# Instructions for the task:
Your copy must hold all of the data below, unchanged and without images.

-- Records shown follows --

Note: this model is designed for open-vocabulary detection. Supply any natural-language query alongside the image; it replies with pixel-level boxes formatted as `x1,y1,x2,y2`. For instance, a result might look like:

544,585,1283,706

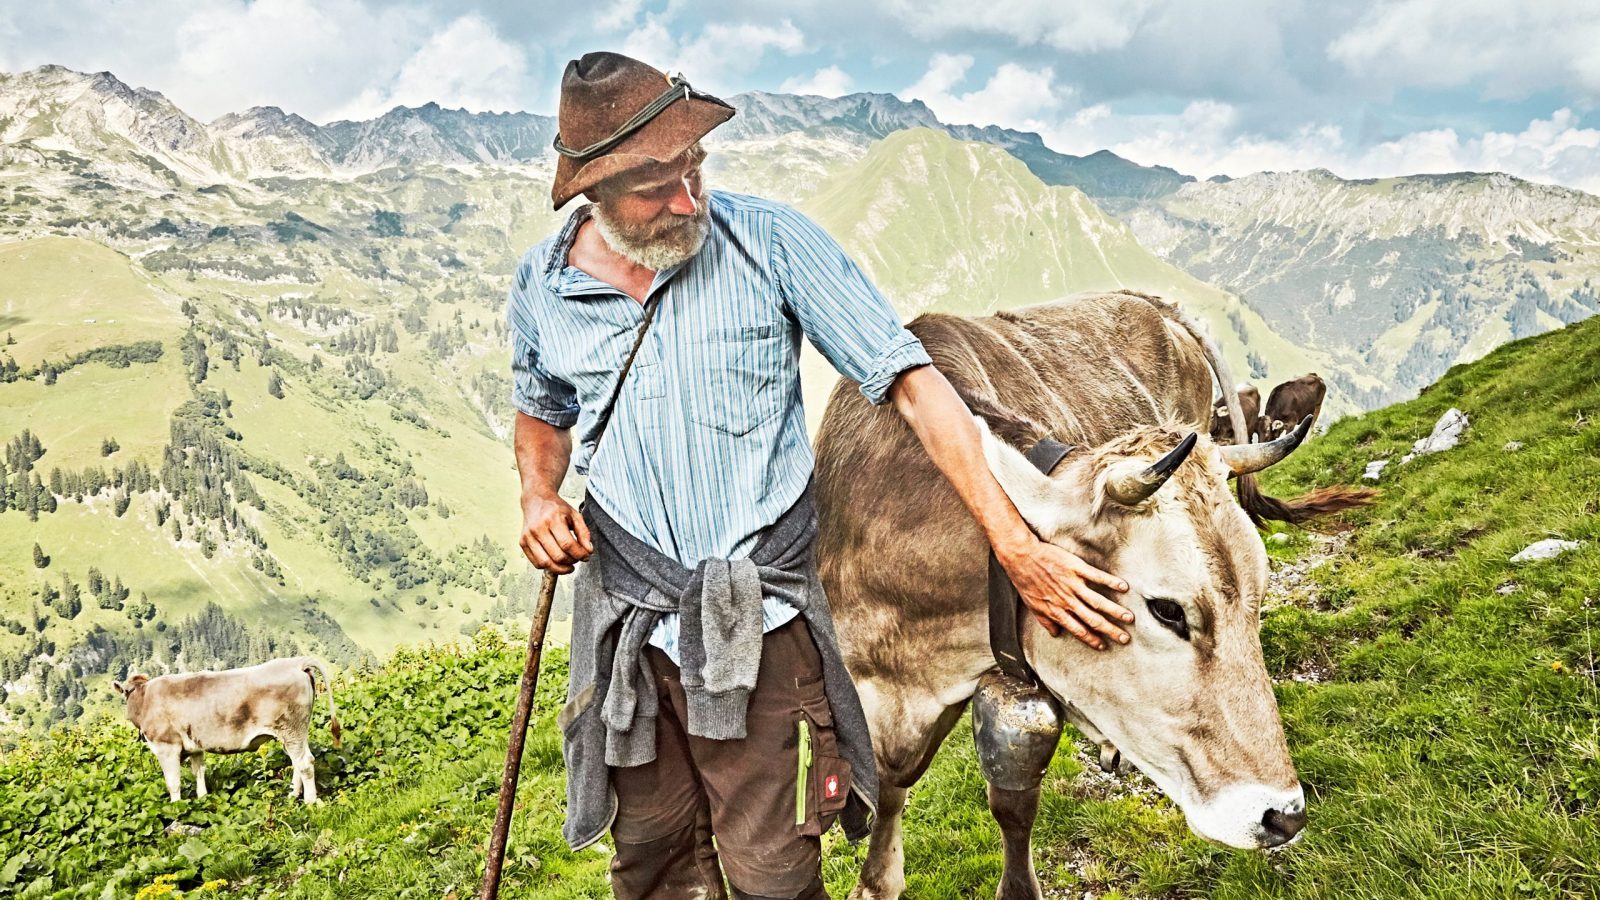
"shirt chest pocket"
688,322,788,436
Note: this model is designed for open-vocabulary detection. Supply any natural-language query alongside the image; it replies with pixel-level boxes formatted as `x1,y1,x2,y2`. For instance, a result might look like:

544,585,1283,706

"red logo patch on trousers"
824,775,840,799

-- Records shown concluded --

# Solution below:
Note: this model is designed for open-vocabulary detection. Supply any natural-language query alongside the image; it replies with pixel-level boxes formatted as `x1,y1,x2,y2`. For instance, a result might look like:

544,585,1283,706

"shirt chest pocket"
688,322,788,436
Note: this model is designed for open-vocabulary detection. Supply any natural-language query alongside the image; it replies with pixel-level boxes formatted as `x1,y1,x2,y2`. For instance, a result might look like:

544,585,1283,706

"red logo patch on trousers"
824,775,840,799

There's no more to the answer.